▶ _Work required_:
Transcribe the entries below word for word. Begin at the line that contains "For every instance of the side" and end after the line that contains "pixel 307 206", including both.

▶ _Dataset records_:
>> Begin

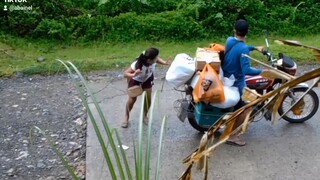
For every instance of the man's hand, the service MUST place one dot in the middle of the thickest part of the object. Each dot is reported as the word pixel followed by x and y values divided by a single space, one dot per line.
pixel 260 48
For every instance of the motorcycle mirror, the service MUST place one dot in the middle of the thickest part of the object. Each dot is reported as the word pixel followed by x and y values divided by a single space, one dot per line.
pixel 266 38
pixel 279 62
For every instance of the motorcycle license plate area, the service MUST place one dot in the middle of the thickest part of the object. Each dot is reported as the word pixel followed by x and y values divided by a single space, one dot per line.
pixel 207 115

>> End
>> Begin

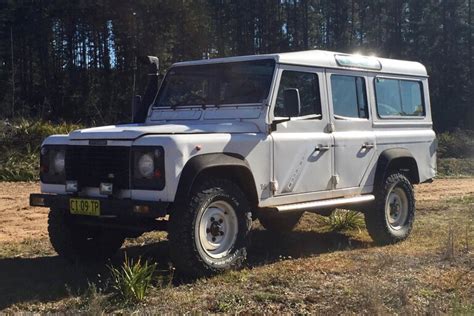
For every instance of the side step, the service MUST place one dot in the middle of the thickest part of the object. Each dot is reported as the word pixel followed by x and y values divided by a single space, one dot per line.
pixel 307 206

>> End

▶ _Output of the exercise_:
For every instance of the side step, the service MUST place one dot in the middle of the thickest part of the object. Each dot is reported as the word pixel followed by x and y values divided by a single space, one dot per line.
pixel 307 206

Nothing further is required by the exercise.